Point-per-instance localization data
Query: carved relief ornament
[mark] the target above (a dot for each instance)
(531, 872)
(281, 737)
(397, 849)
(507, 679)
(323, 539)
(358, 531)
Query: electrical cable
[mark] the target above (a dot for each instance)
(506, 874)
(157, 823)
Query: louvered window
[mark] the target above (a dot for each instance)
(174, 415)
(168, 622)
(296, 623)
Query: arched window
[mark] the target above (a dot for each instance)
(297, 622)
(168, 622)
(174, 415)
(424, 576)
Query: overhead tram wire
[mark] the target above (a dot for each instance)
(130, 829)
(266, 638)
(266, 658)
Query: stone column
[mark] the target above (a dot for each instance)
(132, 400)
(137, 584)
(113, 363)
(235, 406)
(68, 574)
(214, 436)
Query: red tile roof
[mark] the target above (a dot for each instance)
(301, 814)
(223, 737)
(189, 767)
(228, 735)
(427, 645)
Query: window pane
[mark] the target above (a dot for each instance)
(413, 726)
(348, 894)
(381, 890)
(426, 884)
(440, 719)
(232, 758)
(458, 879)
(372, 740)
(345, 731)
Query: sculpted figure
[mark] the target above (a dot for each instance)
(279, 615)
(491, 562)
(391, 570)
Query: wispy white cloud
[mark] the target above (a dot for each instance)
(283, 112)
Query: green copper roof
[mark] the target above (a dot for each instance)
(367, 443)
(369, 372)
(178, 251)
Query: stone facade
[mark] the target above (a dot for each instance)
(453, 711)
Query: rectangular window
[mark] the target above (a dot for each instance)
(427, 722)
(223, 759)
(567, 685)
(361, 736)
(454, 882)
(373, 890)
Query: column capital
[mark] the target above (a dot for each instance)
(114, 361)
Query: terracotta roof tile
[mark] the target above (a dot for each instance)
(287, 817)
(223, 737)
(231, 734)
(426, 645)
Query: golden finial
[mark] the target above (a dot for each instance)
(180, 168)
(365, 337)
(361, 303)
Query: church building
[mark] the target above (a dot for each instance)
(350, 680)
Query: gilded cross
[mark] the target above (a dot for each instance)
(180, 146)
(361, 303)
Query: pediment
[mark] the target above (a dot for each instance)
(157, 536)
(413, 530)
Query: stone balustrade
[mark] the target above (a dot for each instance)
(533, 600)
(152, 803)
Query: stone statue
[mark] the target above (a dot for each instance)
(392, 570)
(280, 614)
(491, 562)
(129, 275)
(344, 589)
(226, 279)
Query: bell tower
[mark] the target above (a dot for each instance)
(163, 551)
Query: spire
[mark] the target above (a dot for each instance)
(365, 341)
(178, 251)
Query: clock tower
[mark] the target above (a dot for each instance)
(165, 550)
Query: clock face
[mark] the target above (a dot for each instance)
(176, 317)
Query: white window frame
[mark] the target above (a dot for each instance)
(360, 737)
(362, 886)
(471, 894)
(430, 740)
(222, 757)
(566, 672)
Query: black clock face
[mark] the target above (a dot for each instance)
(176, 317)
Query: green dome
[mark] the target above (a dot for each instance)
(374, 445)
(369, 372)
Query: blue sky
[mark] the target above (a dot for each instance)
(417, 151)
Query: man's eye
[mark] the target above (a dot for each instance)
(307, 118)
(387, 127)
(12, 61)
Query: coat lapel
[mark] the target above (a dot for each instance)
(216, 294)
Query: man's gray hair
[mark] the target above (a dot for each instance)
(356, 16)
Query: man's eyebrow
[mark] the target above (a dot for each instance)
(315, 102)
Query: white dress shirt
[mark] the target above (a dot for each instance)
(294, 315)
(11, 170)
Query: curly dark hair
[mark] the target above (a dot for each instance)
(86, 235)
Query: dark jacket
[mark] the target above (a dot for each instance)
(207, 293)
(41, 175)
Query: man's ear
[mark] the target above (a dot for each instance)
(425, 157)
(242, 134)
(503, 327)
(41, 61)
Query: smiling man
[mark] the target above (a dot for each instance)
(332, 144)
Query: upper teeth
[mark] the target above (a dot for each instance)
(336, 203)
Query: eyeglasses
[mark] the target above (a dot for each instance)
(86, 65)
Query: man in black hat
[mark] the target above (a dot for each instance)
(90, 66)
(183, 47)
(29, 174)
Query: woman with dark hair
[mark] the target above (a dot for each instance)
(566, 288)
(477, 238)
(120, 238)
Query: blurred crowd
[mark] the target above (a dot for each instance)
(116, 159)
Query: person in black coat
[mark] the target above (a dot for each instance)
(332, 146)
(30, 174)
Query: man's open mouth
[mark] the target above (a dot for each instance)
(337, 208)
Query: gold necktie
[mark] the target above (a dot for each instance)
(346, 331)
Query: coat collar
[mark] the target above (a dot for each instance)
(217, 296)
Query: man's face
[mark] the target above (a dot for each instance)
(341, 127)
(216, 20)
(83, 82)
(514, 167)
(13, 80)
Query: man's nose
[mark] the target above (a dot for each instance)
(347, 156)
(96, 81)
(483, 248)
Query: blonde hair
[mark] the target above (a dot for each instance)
---
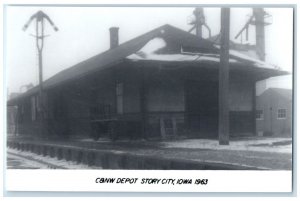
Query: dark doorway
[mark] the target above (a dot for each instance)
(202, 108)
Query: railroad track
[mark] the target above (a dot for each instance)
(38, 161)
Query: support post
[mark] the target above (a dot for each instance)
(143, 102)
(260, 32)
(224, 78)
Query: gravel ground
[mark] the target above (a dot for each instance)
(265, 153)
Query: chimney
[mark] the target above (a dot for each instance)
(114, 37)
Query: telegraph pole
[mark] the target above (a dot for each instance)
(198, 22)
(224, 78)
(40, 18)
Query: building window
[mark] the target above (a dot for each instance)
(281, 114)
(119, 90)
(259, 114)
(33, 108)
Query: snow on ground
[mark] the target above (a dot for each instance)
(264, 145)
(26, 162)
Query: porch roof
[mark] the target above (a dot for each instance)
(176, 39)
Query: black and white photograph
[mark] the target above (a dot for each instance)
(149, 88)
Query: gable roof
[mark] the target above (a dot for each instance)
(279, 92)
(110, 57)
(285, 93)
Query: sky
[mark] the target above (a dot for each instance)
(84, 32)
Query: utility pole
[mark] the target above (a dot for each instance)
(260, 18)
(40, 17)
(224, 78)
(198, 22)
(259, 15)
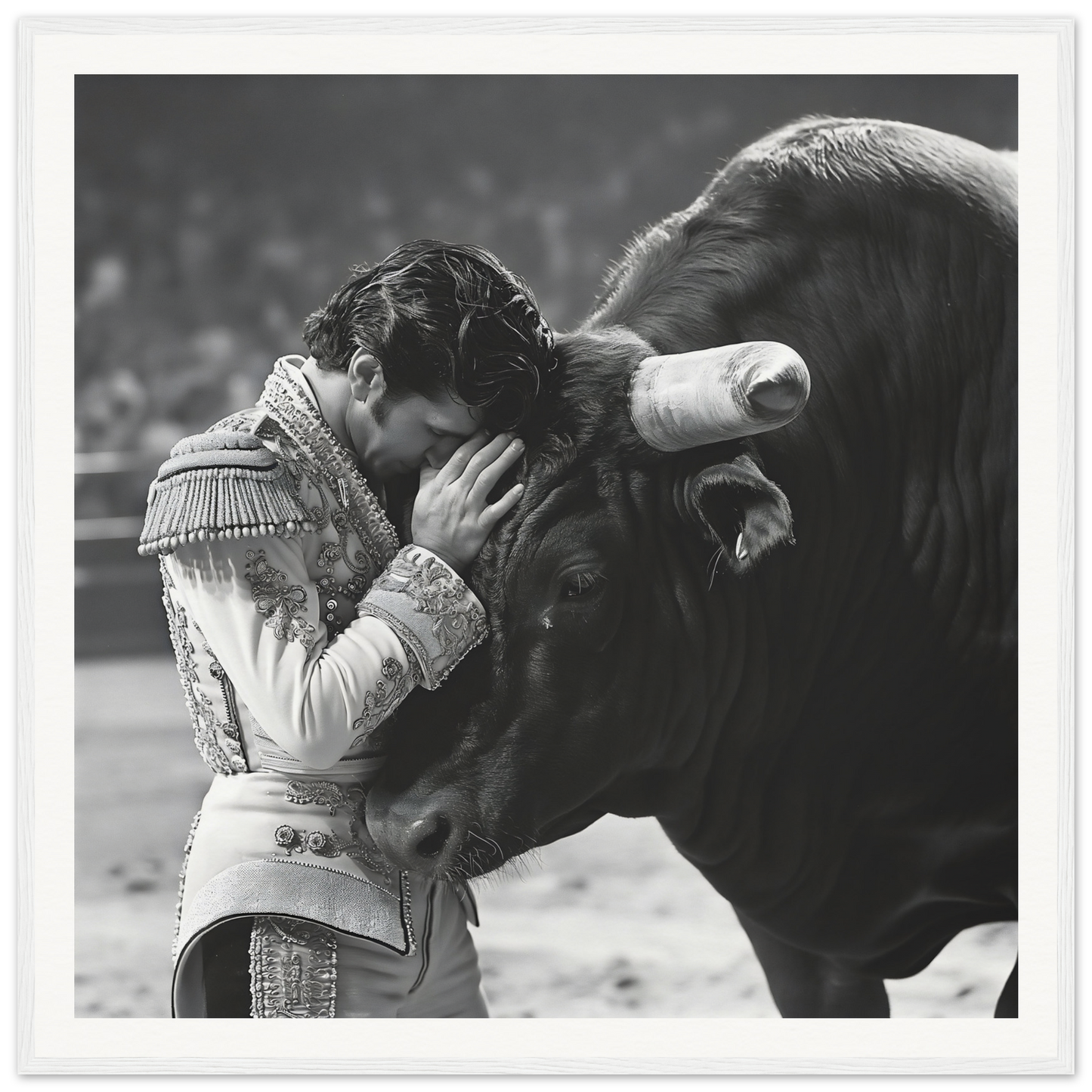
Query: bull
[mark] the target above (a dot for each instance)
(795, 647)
* * *
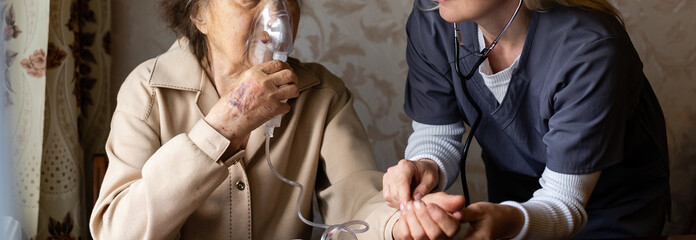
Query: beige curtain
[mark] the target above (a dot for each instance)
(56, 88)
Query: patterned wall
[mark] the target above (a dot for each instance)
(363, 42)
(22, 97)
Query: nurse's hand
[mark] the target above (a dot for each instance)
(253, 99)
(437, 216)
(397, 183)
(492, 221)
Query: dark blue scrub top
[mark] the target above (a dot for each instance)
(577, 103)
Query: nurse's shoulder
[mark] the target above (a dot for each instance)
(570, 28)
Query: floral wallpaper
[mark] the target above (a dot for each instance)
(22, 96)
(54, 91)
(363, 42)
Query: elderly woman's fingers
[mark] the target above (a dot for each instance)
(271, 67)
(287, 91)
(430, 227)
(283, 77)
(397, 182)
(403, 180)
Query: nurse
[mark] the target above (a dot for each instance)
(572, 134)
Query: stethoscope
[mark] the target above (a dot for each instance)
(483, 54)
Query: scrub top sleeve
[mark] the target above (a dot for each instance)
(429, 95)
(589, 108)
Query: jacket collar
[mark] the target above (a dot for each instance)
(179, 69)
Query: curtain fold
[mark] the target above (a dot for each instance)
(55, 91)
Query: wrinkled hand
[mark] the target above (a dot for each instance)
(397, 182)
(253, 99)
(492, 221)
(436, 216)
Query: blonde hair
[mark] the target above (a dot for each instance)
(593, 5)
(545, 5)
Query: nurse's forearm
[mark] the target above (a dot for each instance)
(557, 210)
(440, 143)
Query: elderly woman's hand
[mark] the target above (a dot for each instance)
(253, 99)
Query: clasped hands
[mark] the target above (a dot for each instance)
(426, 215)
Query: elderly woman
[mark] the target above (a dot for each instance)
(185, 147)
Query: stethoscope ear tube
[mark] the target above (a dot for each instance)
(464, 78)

EXERCISE INSTRUCTIONS:
Scan the entries above and copy each line where "black" occurs.

REPLY TO THE EXERCISE:
Query: black clock face
Query: man in black hat
Query: person in black coat
Query: black and white photograph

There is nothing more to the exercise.